EXERCISE AIM:
Every picture is to be removed, and all the data is to be copied exactly.

DATASET:

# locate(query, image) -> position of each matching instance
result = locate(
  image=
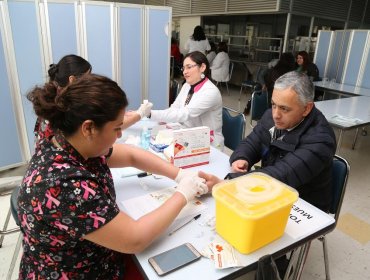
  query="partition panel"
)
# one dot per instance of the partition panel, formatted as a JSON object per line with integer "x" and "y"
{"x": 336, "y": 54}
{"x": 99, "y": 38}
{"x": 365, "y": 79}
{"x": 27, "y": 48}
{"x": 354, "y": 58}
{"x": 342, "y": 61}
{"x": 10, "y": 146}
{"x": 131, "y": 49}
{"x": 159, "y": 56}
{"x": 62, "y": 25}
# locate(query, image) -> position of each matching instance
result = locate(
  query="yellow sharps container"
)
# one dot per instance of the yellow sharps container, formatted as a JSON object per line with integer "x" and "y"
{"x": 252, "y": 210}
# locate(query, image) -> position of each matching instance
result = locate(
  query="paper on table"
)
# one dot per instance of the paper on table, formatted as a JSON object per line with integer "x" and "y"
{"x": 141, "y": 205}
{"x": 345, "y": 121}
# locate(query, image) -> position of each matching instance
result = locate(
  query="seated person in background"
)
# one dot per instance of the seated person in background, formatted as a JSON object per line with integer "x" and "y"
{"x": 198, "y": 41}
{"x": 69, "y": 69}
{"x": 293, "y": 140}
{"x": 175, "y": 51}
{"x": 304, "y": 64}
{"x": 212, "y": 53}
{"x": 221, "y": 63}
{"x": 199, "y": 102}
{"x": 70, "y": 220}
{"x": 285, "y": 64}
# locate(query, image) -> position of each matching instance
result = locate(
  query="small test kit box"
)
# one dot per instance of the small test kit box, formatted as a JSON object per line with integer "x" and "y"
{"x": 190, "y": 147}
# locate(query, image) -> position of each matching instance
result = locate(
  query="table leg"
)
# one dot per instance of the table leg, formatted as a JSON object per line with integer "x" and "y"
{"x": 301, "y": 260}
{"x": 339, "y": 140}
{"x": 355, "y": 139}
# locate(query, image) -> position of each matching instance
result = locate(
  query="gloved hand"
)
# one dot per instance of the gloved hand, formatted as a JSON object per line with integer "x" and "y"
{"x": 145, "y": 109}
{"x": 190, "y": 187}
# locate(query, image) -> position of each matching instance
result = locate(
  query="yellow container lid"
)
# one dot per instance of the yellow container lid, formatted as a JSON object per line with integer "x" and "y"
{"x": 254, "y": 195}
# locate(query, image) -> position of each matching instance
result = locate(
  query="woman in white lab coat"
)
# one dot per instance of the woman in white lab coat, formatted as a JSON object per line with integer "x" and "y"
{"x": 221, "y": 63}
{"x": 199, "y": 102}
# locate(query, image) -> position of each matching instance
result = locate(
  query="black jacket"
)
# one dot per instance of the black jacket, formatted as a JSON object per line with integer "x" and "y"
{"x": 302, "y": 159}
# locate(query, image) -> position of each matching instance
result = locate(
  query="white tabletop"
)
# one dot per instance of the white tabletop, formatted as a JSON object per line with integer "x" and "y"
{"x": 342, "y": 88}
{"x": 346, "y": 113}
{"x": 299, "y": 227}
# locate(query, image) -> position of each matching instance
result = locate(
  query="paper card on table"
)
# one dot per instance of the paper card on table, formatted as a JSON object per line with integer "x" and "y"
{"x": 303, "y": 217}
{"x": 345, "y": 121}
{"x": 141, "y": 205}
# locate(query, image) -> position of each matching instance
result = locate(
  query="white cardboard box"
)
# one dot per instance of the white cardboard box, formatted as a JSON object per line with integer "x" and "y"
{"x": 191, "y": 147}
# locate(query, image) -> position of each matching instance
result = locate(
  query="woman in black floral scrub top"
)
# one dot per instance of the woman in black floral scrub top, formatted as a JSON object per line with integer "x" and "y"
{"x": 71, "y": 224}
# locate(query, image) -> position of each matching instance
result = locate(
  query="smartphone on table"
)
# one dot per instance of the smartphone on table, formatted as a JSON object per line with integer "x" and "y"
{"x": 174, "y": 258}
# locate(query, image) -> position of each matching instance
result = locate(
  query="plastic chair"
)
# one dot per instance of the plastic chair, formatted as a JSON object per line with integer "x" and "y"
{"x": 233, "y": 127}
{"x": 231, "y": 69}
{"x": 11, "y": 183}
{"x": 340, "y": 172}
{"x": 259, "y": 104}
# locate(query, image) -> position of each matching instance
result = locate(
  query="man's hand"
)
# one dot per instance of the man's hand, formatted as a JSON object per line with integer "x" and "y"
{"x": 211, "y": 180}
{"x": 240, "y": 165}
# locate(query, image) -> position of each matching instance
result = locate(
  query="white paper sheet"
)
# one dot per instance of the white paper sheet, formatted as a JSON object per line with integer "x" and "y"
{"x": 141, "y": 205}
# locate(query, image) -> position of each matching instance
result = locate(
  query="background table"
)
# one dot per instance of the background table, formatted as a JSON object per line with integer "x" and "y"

YOUR SOLUTION:
# locate(query, image) -> position of each matching instance
result = locate(
  image=
  query="partition panel"
)
# one dot per instance of the partition panel, formatted as a JSON object per line with integer "x" and "y"
{"x": 336, "y": 54}
{"x": 99, "y": 38}
{"x": 365, "y": 79}
{"x": 27, "y": 48}
{"x": 354, "y": 58}
{"x": 342, "y": 61}
{"x": 10, "y": 146}
{"x": 131, "y": 49}
{"x": 159, "y": 56}
{"x": 62, "y": 25}
# locate(query, image) -> position of each matching instance
result = locate(
  query="yellow sharps container"
)
# one dot per instance of the yellow sharps container, formatted as a JSON object per line with integer "x" and "y"
{"x": 252, "y": 210}
# locate(query, image) -> position of each matching instance
result = locate(
  query="paper on table"
)
# one dot per instance of the paper on table, formatted as a JSON object per line with integer "x" and "y"
{"x": 141, "y": 205}
{"x": 345, "y": 121}
# locate(query, image) -> position of each matching instance
result = locate(
  query="seated person in background"
)
# one dot per instance of the seated person in background, formatted as a JSON object per line with integer "x" and "y"
{"x": 198, "y": 41}
{"x": 69, "y": 69}
{"x": 293, "y": 140}
{"x": 175, "y": 51}
{"x": 304, "y": 64}
{"x": 212, "y": 53}
{"x": 221, "y": 63}
{"x": 199, "y": 102}
{"x": 70, "y": 220}
{"x": 285, "y": 64}
# locate(query, image) -> position of each matching instance
result = locate(
  query="small test kit box"
)
# one dot per instance of the small test kit box, formatted as a JSON object per line with integer "x" and "y"
{"x": 190, "y": 147}
# locate(query, image) -> position of each matching instance
result = locate(
  query="table leg"
)
# one dot per instance of the table leg, formatted as a JSON object per line with integer "x" and "y"
{"x": 301, "y": 260}
{"x": 339, "y": 140}
{"x": 355, "y": 139}
# locate(query, image) -> position of each matching instance
result = locate(
  query="gloved hand"
)
# one dot per instance of the gloved hand, formatted as a JSON object per line with integer "x" and "y"
{"x": 145, "y": 109}
{"x": 190, "y": 187}
# locate(query, image) -> position of each matching instance
result = locate(
  query="yellow container lid"
)
# one dot per instance of the yellow container lid, formatted as a JSON object per line with integer "x" and "y"
{"x": 254, "y": 195}
# locate(query, image) -> position of each matching instance
result = locate(
  query="woman in white lab coat"
)
# one dot per instance of the woman in white lab coat, formatted as a JSON object per line with integer "x" and "y"
{"x": 221, "y": 63}
{"x": 199, "y": 102}
# locate(query, image) -> position of each matching instance
result = locate(
  query="black jacket"
)
# one dot per instance of the black jacket, formatted as a JSON object per line with integer "x" and "y"
{"x": 302, "y": 159}
# locate(query, image) -> position of each matching instance
result = locate(
  query="white tabletop"
)
# one dot per instance of the white tabletop, formatted as a JSON object per line with integer "x" and "y"
{"x": 342, "y": 88}
{"x": 346, "y": 113}
{"x": 299, "y": 227}
# locate(query, image) -> position of each matching instance
result = locate(
  query="paper card on table"
)
# one dot per instance of the paper card on table, formatted as a JSON object per line with integer "x" and "y"
{"x": 303, "y": 217}
{"x": 345, "y": 121}
{"x": 141, "y": 205}
# locate(query, image) -> position of each matching instance
result = locate(
  query="white cardboard box"
)
# one dot per instance of the white cardboard box, formatted as a JSON object per line with integer "x" and "y"
{"x": 191, "y": 147}
# locate(query, image) -> position of each matching instance
result = locate(
  query="woman in black floral scrub top"
)
# one dot per instance of the woman in black floral scrub top, formatted as a JSON object per line with integer "x" and "y"
{"x": 71, "y": 224}
# locate(query, image) -> position of each matching instance
result = locate(
  query="smartphone on table"
)
# one dot per instance of the smartphone on table, formatted as a JSON object per line with integer "x" and "y"
{"x": 174, "y": 258}
# locate(query, image) -> position of each matching instance
result = locate(
  query="plastic chair"
)
# one dot per instance of the plastic chair, formatted as a JSON object per line with integer "x" and "y"
{"x": 233, "y": 127}
{"x": 231, "y": 69}
{"x": 11, "y": 183}
{"x": 340, "y": 172}
{"x": 259, "y": 104}
# locate(query, image) -> position of each matching instance
result = locate(
  query="man's hand"
)
# one dot per instance of the man's hand, formatted as a JSON object per line with integer "x" and "y"
{"x": 211, "y": 180}
{"x": 240, "y": 165}
# locate(query, image) -> position of each matching instance
result = locate(
  query="white paper sheet"
)
# one dot per instance of the white paper sheet, formatted as a JSON object per line with integer "x" and "y"
{"x": 141, "y": 205}
# locate(query, image) -> position of each matching instance
result = locate(
  query="background table"
)
# one dot per instance of the background table, formatted as a JSON object per line with integer "x" and "y"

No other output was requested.